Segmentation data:
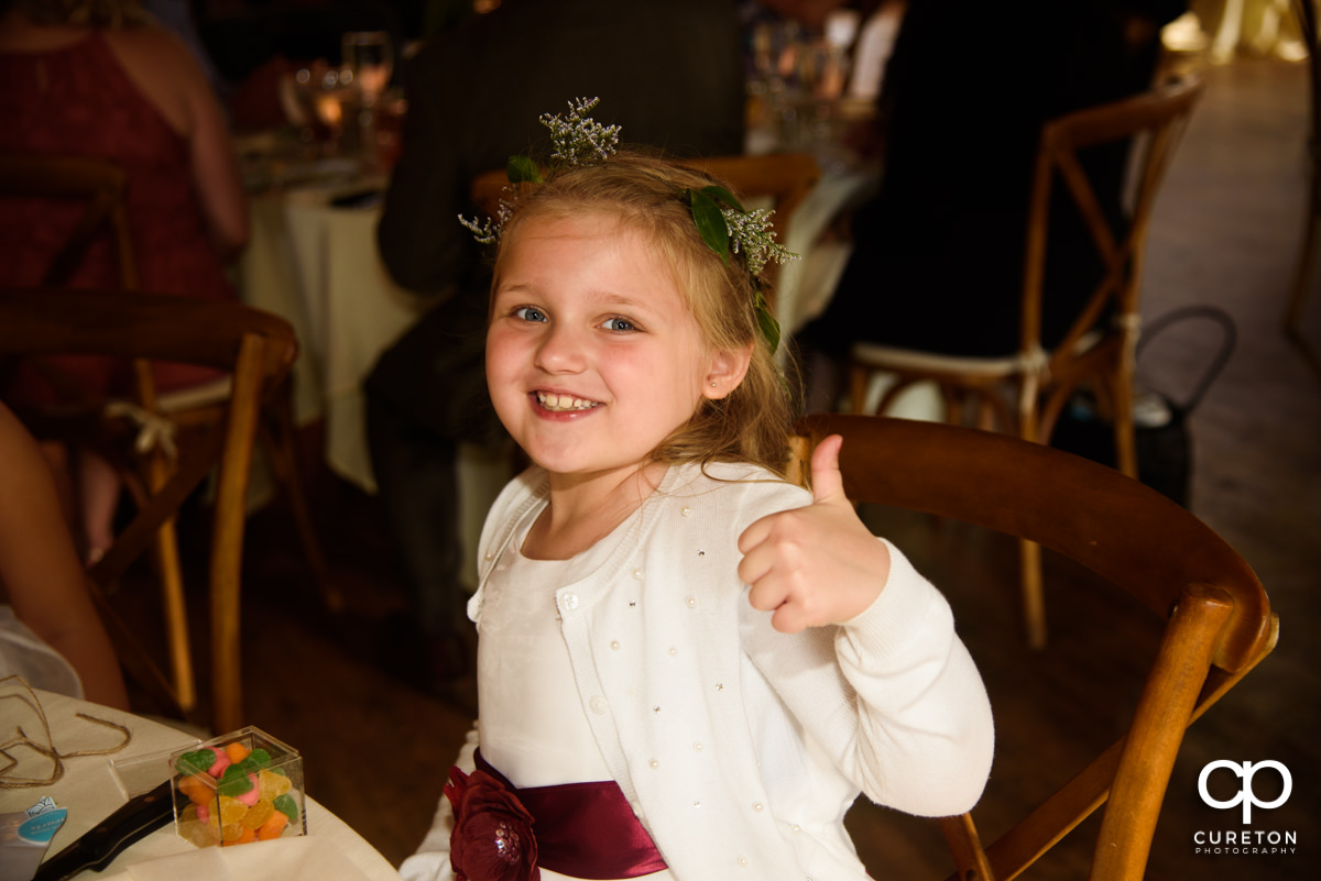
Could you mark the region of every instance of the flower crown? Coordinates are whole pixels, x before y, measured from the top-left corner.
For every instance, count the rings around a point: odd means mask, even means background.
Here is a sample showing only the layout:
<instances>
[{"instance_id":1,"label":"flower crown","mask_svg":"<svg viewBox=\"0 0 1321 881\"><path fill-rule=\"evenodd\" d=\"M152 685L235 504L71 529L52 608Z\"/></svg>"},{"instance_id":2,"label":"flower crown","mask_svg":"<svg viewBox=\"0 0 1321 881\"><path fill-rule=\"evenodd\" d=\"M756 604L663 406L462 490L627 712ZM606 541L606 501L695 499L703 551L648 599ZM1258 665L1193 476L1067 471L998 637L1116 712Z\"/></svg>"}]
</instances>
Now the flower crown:
<instances>
[{"instance_id":1,"label":"flower crown","mask_svg":"<svg viewBox=\"0 0 1321 881\"><path fill-rule=\"evenodd\" d=\"M551 167L597 165L614 156L620 142L620 127L601 125L587 116L598 103L598 98L580 98L568 103L567 117L559 113L542 113L539 121L551 131ZM510 186L505 187L506 195L501 198L494 218L478 222L458 215L458 222L483 245L499 240L505 223L514 214L518 185L546 182L542 169L528 156L511 156L505 171ZM761 273L768 262L783 264L797 260L798 255L775 241L770 210L748 211L725 187L712 185L700 190L686 189L679 193L679 198L692 212L701 240L725 264L729 262L731 251L742 255L756 291L753 307L757 311L757 326L774 355L779 347L779 322L775 320L762 295Z\"/></svg>"}]
</instances>

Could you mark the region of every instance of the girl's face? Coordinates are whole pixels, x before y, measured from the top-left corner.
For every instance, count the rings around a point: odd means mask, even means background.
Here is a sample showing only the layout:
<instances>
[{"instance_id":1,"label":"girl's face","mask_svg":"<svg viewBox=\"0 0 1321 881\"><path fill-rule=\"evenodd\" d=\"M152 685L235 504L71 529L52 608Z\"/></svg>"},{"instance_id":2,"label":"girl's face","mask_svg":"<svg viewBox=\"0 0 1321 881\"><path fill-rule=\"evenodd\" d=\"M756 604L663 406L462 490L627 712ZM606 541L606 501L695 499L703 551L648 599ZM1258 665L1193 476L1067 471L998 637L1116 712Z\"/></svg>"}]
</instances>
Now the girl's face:
<instances>
[{"instance_id":1,"label":"girl's face","mask_svg":"<svg viewBox=\"0 0 1321 881\"><path fill-rule=\"evenodd\" d=\"M491 303L486 382L535 463L581 477L635 471L703 397L728 394L736 359L709 351L642 233L587 214L528 219L515 235Z\"/></svg>"}]
</instances>

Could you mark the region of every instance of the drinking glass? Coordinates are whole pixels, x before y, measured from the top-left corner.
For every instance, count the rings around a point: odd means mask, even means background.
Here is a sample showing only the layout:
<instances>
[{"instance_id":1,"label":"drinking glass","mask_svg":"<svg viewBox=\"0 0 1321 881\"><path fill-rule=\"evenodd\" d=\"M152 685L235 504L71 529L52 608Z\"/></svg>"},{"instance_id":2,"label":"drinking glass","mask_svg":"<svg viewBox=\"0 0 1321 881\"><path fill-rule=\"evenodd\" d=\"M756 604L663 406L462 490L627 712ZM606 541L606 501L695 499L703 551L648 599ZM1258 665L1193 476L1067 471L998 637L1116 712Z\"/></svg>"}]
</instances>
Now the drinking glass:
<instances>
[{"instance_id":1,"label":"drinking glass","mask_svg":"<svg viewBox=\"0 0 1321 881\"><path fill-rule=\"evenodd\" d=\"M395 70L395 51L384 30L350 30L343 36L342 63L353 71L353 83L371 106L386 91Z\"/></svg>"}]
</instances>

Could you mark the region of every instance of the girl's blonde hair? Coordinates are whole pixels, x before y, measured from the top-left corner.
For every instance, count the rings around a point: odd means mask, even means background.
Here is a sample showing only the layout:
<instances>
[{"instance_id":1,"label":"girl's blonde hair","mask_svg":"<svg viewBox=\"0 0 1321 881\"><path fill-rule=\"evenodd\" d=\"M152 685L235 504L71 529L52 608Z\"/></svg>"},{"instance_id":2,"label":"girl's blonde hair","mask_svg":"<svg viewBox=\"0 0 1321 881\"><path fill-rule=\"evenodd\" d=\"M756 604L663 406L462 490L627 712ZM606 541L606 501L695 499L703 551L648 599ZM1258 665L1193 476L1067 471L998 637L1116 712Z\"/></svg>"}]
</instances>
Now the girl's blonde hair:
<instances>
[{"instance_id":1,"label":"girl's blonde hair","mask_svg":"<svg viewBox=\"0 0 1321 881\"><path fill-rule=\"evenodd\" d=\"M501 262L519 228L531 219L605 212L647 236L674 268L679 291L707 344L716 351L752 347L742 382L721 400L703 398L692 418L662 440L651 459L666 464L750 462L783 475L790 398L758 330L754 281L742 256L731 253L723 261L707 247L682 195L708 185L731 189L704 171L639 150L620 152L598 165L556 170L514 203L495 252L495 278L498 282Z\"/></svg>"}]
</instances>

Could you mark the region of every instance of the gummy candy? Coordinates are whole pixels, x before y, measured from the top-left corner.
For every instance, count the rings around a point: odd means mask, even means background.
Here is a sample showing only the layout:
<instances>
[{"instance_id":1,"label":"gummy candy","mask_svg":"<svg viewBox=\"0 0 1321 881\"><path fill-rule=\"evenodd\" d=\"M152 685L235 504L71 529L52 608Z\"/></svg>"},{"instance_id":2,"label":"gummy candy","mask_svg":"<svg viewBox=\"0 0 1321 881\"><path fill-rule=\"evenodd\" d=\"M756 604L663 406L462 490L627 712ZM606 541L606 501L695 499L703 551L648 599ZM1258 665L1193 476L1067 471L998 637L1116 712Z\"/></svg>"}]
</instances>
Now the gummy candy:
<instances>
[{"instance_id":1,"label":"gummy candy","mask_svg":"<svg viewBox=\"0 0 1321 881\"><path fill-rule=\"evenodd\" d=\"M276 798L273 802L271 802L271 805L275 806L275 810L288 816L291 823L297 822L299 805L297 802L293 801L293 798L288 793Z\"/></svg>"},{"instance_id":2,"label":"gummy candy","mask_svg":"<svg viewBox=\"0 0 1321 881\"><path fill-rule=\"evenodd\" d=\"M262 793L262 798L273 802L293 787L293 781L277 772L263 770L256 775L256 786Z\"/></svg>"},{"instance_id":3,"label":"gummy candy","mask_svg":"<svg viewBox=\"0 0 1321 881\"><path fill-rule=\"evenodd\" d=\"M178 834L197 847L280 837L300 819L293 781L251 741L201 746L176 760ZM301 824L299 826L301 830Z\"/></svg>"},{"instance_id":4,"label":"gummy candy","mask_svg":"<svg viewBox=\"0 0 1321 881\"><path fill-rule=\"evenodd\" d=\"M285 797L281 795L280 798ZM263 823L262 827L256 831L256 836L263 841L277 839L280 837L280 834L284 831L284 827L288 824L289 824L289 818L280 811L275 811L266 820L266 823Z\"/></svg>"},{"instance_id":5,"label":"gummy candy","mask_svg":"<svg viewBox=\"0 0 1321 881\"><path fill-rule=\"evenodd\" d=\"M271 819L272 814L275 814L275 806L263 798L243 814L243 819L240 822L250 830L255 830ZM281 814L280 816L284 815Z\"/></svg>"}]
</instances>

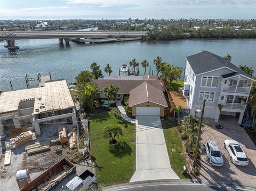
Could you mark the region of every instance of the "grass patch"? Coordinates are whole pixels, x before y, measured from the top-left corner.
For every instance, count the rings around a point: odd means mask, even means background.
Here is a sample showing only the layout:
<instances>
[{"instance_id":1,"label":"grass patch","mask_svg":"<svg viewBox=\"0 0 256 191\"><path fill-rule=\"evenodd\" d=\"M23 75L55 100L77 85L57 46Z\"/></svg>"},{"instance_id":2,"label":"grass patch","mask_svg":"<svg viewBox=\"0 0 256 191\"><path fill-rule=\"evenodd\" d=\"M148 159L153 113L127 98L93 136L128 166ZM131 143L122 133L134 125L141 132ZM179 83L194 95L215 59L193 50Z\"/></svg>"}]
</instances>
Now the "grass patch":
<instances>
[{"instance_id":1,"label":"grass patch","mask_svg":"<svg viewBox=\"0 0 256 191\"><path fill-rule=\"evenodd\" d=\"M168 122L168 120L162 121L162 125L171 166L180 178L187 178L181 174L183 166L186 165L186 156L184 155L182 142L180 139L177 130L173 124ZM172 151L173 148L175 150L174 152Z\"/></svg>"},{"instance_id":2,"label":"grass patch","mask_svg":"<svg viewBox=\"0 0 256 191\"><path fill-rule=\"evenodd\" d=\"M179 87L184 86L184 81L183 80L173 80L168 87L169 90L178 91Z\"/></svg>"},{"instance_id":3,"label":"grass patch","mask_svg":"<svg viewBox=\"0 0 256 191\"><path fill-rule=\"evenodd\" d=\"M112 110L90 118L91 154L98 167L95 168L97 182L101 186L109 186L130 181L135 171L135 126L120 117ZM123 135L118 143L112 146L103 137L103 130L108 124L122 127Z\"/></svg>"}]
</instances>

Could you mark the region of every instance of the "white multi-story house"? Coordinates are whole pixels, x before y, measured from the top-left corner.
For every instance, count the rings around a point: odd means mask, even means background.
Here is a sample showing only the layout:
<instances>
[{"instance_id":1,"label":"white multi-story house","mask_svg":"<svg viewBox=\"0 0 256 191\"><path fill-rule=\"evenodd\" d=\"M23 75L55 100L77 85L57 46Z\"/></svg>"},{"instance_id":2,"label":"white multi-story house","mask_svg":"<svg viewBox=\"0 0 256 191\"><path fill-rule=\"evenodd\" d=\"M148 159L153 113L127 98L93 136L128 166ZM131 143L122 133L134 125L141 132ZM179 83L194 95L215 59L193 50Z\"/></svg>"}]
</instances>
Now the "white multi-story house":
<instances>
[{"instance_id":1,"label":"white multi-story house","mask_svg":"<svg viewBox=\"0 0 256 191\"><path fill-rule=\"evenodd\" d=\"M227 60L207 51L188 56L183 95L188 108L195 114L209 97L204 117L218 121L220 115L243 121L253 81L251 76ZM221 104L221 111L218 104Z\"/></svg>"}]
</instances>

◆ **WHAT TO WORK ON**
How many lines of the records above contain the word "blonde"? Reply with the number alone.

◆ **REPLY TO THE EXERCISE**
4